Instructions for the task
Rewrite these entries with "building" swapped for "house" throughout, changing nothing else. Leave the pictures out of your answer.

Raw records
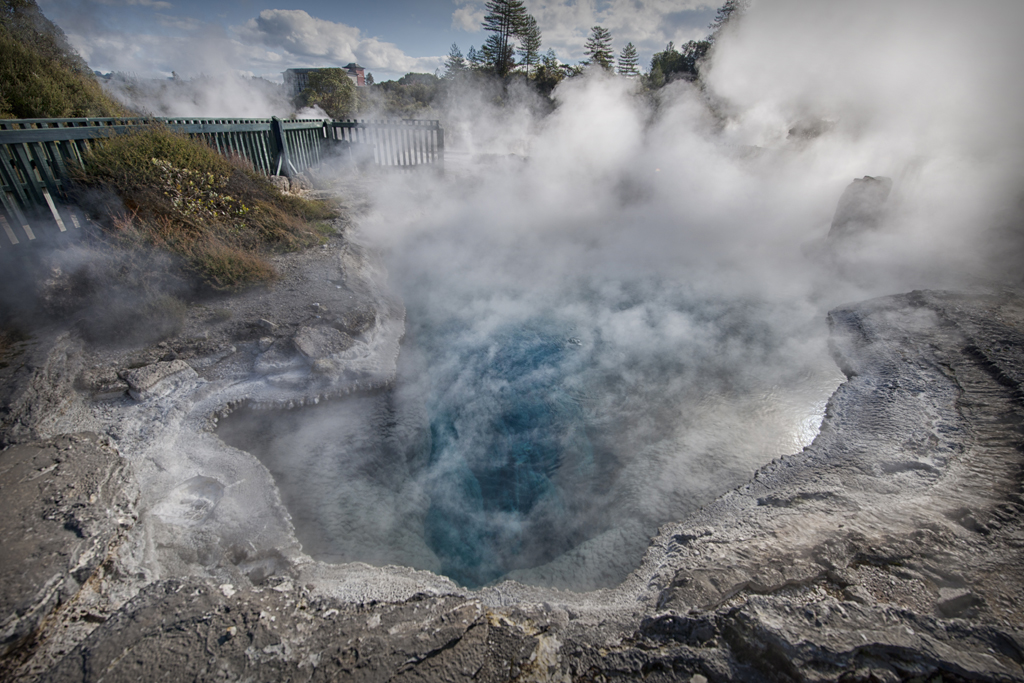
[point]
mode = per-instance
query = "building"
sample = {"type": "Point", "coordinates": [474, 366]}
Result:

Answer to this exercise
[point]
mode = per-instance
query = "house"
sample = {"type": "Point", "coordinates": [474, 366]}
Result:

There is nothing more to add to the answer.